→ Excerpted records:
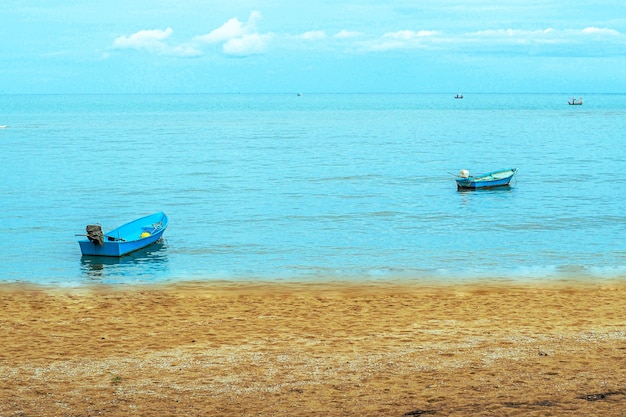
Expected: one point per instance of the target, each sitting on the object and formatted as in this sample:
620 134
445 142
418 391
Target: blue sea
314 187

→ Problem to solve: What is needed is an exact copy of the data, with the pictures removed.

→ Solution for this exercise:
Expected: one point per instance of the target, each sitting on the object and formatted as in this sample:
620 134
445 142
418 391
Target: blue sea
314 187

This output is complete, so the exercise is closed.